— ASSIGNED TASK —
Among the lines of the material below, count those with the string "mountain". Give the number alone.

+++ SUPPLIED INFORMATION +++

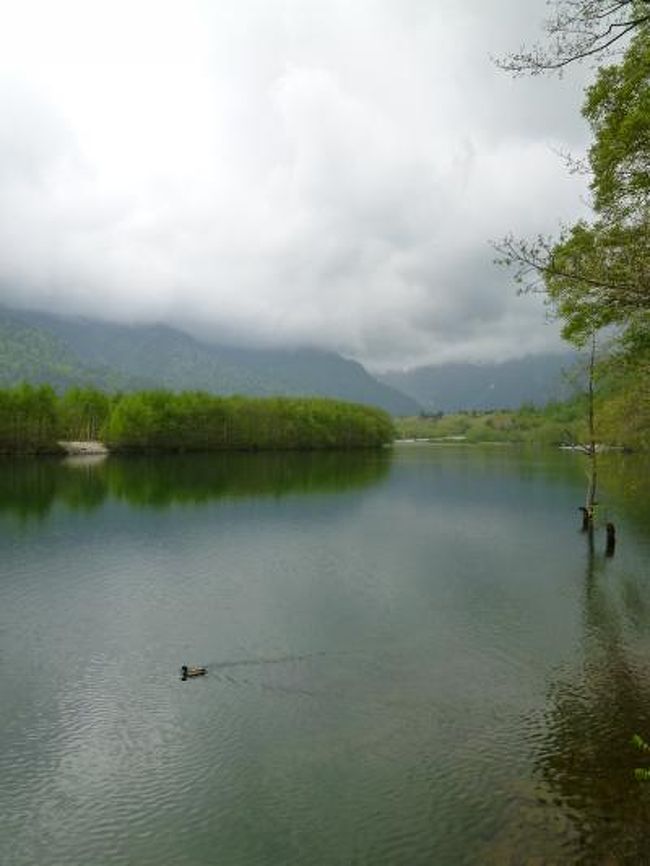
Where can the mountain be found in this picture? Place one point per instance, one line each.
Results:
(39, 347)
(453, 387)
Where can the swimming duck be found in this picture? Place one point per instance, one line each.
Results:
(187, 672)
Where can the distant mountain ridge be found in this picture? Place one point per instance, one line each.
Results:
(40, 347)
(453, 387)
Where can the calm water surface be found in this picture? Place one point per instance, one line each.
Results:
(413, 659)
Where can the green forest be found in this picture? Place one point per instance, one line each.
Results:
(33, 419)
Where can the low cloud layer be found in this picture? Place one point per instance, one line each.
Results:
(283, 172)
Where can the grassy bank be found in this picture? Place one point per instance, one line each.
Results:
(34, 419)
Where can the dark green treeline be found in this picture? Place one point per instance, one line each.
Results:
(34, 418)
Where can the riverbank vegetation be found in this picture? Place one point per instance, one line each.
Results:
(622, 420)
(33, 419)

+++

— RESPONSE —
2